• Task
Name every person mentioned by name in the report on the Australian Grand Prix weekend.

• Text section
The new-look qualifying format is now to be scrapped for Bahrain on April 3 after a system designed to increase excitement fell flat when drivers stayed in the pits having set a time in the final session.
“We wanted to improve the show and we went in the wrong direction,” Mercedes F1 head Toto Wolff said.
The qualifying anti-climax was soon forgotten in a dramatic Australian Grand Prix race won by Nico Rosberg ahead of Mercedes teammate Lewis Hamilton, with Ferrari’s Sebastian Vettel third.
Hardly any surprises in that podium line-up in what at first glance seems a repeat of an often dull 2015 season. But “there was bedlam on the way there in this action-packed curtain-raiser, one which points to a brighter season for the sport,” as Britain’s Telegraph pointed out.
The biggest talking point at the Albert Park circuit was the huge crash on Turn 3 of lap 18 in which Fernando Alonso was able to walk away unharmed from the wreckage of his McLaren.
His survival was the biggest reason of all for F1 to be in good heart following the first weekend of the 21-race season.
Alonso admitted he was lucky to be alive and cited improved safety measures in F1 which has seen many fatalities over the years, with Jules Bianchi in 2015 following a 2014 crash the most recent.
“I was in the car flying and bouncing around - I could see the sky, then the ground, then the sky again,” Alonso said.

• Provided records
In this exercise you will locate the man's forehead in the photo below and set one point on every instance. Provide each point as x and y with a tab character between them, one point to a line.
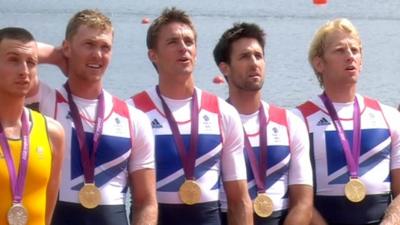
9	46
177	28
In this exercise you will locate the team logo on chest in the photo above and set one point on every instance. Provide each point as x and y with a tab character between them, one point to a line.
155	124
323	122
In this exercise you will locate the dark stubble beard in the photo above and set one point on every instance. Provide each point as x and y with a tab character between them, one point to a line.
248	85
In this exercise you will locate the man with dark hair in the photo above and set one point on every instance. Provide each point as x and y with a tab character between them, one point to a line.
279	172
110	146
199	139
31	145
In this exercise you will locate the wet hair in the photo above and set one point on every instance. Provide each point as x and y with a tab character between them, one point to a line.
318	44
16	33
223	49
168	15
92	18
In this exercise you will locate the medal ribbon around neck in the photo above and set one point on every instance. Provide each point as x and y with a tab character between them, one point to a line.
260	171
17	181
188	158
87	159
352	155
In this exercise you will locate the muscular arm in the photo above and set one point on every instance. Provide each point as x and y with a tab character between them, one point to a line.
392	215
317	219
56	134
239	204
300	205
144	197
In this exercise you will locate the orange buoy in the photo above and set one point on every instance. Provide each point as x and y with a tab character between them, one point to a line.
320	2
218	80
145	20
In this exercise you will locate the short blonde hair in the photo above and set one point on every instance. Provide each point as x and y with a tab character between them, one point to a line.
318	44
90	17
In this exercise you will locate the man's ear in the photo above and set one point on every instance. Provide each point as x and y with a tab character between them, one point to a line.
66	48
151	53
318	64
224	68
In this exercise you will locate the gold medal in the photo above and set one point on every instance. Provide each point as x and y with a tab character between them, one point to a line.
263	205
89	196
17	215
355	190
190	192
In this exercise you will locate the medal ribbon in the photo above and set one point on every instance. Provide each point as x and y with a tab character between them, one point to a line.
260	172
352	155
87	159
17	181
188	158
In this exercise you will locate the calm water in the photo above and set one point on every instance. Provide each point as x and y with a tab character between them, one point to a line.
289	24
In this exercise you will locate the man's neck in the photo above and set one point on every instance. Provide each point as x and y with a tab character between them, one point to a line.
341	95
85	90
10	113
245	102
177	90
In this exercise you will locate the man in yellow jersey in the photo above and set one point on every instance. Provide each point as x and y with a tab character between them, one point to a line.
31	145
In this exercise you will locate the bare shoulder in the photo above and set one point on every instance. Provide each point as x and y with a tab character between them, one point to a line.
54	128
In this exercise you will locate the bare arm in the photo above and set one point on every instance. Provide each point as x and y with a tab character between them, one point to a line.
56	134
317	219
240	210
300	205
392	215
143	186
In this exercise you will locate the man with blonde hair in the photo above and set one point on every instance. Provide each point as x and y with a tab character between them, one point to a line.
110	146
355	140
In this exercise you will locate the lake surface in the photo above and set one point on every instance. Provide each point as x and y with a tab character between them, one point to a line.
290	25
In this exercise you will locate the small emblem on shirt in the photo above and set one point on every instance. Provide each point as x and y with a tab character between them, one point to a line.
155	124
323	122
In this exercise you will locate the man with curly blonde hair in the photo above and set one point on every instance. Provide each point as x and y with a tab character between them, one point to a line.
355	140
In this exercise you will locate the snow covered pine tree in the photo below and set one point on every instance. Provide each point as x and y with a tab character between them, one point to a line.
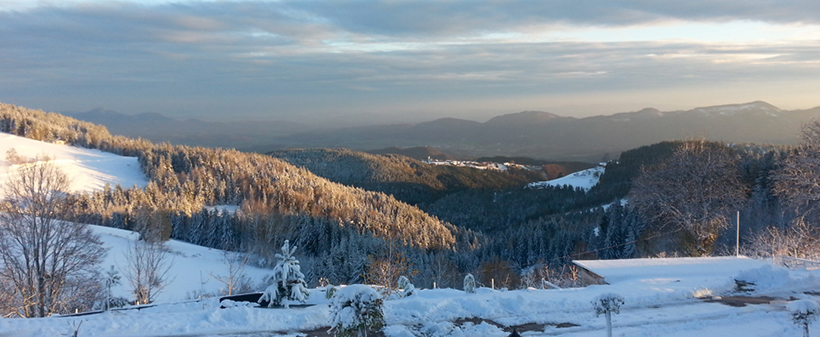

• Correct output
Toto Wolff, Nico Rosberg, Lewis Hamilton, Sebastian Vettel, Fernando Alonso, Jules Bianchi